__Your task__: Please repeat every entry that follows, keeping each one exactly the same.

Top of Available records

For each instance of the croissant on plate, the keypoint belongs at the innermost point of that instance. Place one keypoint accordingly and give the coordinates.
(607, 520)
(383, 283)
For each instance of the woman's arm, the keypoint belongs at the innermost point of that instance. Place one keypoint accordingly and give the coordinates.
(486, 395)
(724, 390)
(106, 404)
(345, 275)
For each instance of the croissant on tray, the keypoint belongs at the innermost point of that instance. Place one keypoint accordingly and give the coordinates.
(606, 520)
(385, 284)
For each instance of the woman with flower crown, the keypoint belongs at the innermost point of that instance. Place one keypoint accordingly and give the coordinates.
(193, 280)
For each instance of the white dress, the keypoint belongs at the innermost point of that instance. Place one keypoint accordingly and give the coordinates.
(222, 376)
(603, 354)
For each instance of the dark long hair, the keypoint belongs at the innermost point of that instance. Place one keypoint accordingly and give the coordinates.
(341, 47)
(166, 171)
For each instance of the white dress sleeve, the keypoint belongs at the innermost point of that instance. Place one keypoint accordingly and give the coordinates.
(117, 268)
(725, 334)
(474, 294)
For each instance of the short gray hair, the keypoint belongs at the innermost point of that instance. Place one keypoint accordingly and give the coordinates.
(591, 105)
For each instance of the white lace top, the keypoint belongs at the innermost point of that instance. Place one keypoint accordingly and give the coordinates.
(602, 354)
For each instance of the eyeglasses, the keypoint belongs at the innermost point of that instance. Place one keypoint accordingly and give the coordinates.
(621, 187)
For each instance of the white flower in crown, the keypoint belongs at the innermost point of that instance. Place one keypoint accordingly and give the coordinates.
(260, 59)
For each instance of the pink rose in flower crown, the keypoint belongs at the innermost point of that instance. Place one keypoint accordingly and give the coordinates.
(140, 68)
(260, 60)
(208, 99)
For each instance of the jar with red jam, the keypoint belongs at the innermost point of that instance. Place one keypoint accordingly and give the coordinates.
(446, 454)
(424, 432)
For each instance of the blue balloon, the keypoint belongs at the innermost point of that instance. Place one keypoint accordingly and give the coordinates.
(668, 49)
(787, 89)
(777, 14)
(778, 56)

Bottom of Available records

__Reply to the exercise__:
For each instance of the croissant on plate, the keypoint belongs at the innermost point of that instance. Place one keypoint accordingly and give the coordinates.
(607, 520)
(383, 283)
For each instance of the woman's arm, the keypoint belongs at the innermost point of that instance. Place one keypoint accordingly and give the coordinates.
(486, 395)
(724, 390)
(106, 404)
(345, 275)
For each instance of the croissant on tray, the keypoint belongs at the innermost point of that instance. Place one keypoint accordingly and give the coordinates.
(606, 520)
(385, 284)
For each instance of the woman with flower crown, the keypoint belongs at the innermost point of that instance. Place one keypoint accordingly and give the coordinates.
(193, 280)
For each instance of the white dress, the keypoint belongs at the innermost point of that instance. Place one keypoint accordingly and give the coordinates.
(222, 376)
(603, 354)
For each instance of the dark long hair, the keypoint belongs at the innermost point of that instance. Place one keypoint accordingly and give the coordinates.
(341, 47)
(166, 171)
For each instance of the white dress sleeve, the keypoint belongs at the innermost point of that instance. Place one keypoint accordingly and give the coordinates.
(117, 268)
(725, 334)
(474, 294)
For each instance of the short gray hair, the keypoint belongs at the innermost point of that instance. Place one keypoint accordingly and give the coordinates.
(591, 105)
For each instance of the white lace top, the keypoint belongs at the innermost point of that instance. Place one keypoint accordingly and give the coordinates.
(602, 354)
For each instance of the eyeglasses, the keypoint belongs at the innermost point of that instance. Place one keypoint accordingly and give the coordinates.
(621, 187)
For each instance of the white flower in crown, the keypoint belongs at the innermost point of that instance. Place one keypoint accordingly and give the coordinates.
(260, 59)
For each instance of the pink rose in flower crown, the keypoint belongs at the innermost point of that instance. Place one keypoint accordingly and give the coordinates.
(140, 68)
(260, 60)
(208, 99)
For each instance of the jar with red jam, the keypoint belongs at the innermost point of that instance. Place one keypoint accordingly and give the coordinates.
(446, 454)
(424, 432)
For each instance of the blue balloon, the keypoint belongs at the innermost point of that instance. Place one keypoint accordingly and give the coordinates.
(668, 49)
(787, 89)
(777, 14)
(778, 56)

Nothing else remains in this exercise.